Data records
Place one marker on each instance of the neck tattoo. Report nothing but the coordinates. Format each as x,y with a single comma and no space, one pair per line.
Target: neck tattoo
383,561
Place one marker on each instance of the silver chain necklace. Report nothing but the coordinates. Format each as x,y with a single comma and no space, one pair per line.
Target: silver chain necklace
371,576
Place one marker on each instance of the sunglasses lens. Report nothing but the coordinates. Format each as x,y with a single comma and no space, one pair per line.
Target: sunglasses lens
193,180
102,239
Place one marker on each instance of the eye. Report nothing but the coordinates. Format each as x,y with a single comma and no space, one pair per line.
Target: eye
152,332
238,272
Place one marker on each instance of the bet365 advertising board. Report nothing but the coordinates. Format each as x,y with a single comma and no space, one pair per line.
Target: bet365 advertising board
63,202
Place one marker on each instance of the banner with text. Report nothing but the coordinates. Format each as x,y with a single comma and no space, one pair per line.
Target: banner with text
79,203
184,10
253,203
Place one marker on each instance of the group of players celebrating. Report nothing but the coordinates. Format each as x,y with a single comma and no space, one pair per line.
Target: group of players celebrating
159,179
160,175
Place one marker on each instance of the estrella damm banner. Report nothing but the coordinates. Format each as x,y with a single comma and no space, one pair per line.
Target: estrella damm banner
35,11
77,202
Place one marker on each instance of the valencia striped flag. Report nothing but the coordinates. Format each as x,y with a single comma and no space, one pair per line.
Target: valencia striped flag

* _JOB_
Lay out every line of the data above as a JSON list of strings, with one string per line and any blank lines left out.

* _SOLUTION TO THE PROBLEM_
[
  "Place one marker on each instance of the neck tattoo. Report nothing but the coordinates. Format each as x,y with a single comma and no space, one pair per line.",
  "Target: neck tattoo",
  "383,561",
  "Place one marker on each instance of the silver chain necklace. Report nothing but the coordinates. Format each as x,y with a single comma and no space, one pair per line.",
  "Target: silver chain necklace",
  "371,576",
  "Place one marker on each instance of the sunglasses lens. Report nothing but the coordinates. Format each as x,y with a single comma and no space, one pair per line.",
  "Target: sunglasses lens",
  "193,180",
  "102,239",
  "Place one marker on each instance of the eye. Report nothing but the coordinates. Format each as x,y with a single comma and no space, one pair per line.",
  "Target: eye",
  "152,332",
  "238,272",
  "Place one marker on each instance of the bet365 advertising board. Report nothing but the coordinates. Format each as x,y with a single comma and no space, one pair per line.",
  "Target: bet365 advertising board",
  "63,202",
  "Place one marker on each instance of the banner with text. Report nothing but the coordinates. Format each as x,y with a single comma and no space, one pair per line.",
  "Target: banner with text",
  "79,203",
  "184,10",
  "253,203",
  "Place one marker on each instance of the group of players celebrating. Report nothing but the coordinates. Format each as x,y with a single comma and no space, one pair per line.",
  "Target: group of players celebrating",
  "159,179",
  "160,175",
  "Place one marker on each instance of the estrella damm banner. Report nothing but the coordinates. Format each as x,y with a single comma and no space, one pair per line.",
  "Target: estrella damm banner",
  "35,11",
  "77,202",
  "Place one marker on each instance of the valencia striped flag. Report nothing but the coordinates. Format each as x,y with a single comma and no space, one pair per line.",
  "Target: valencia striped flag"
]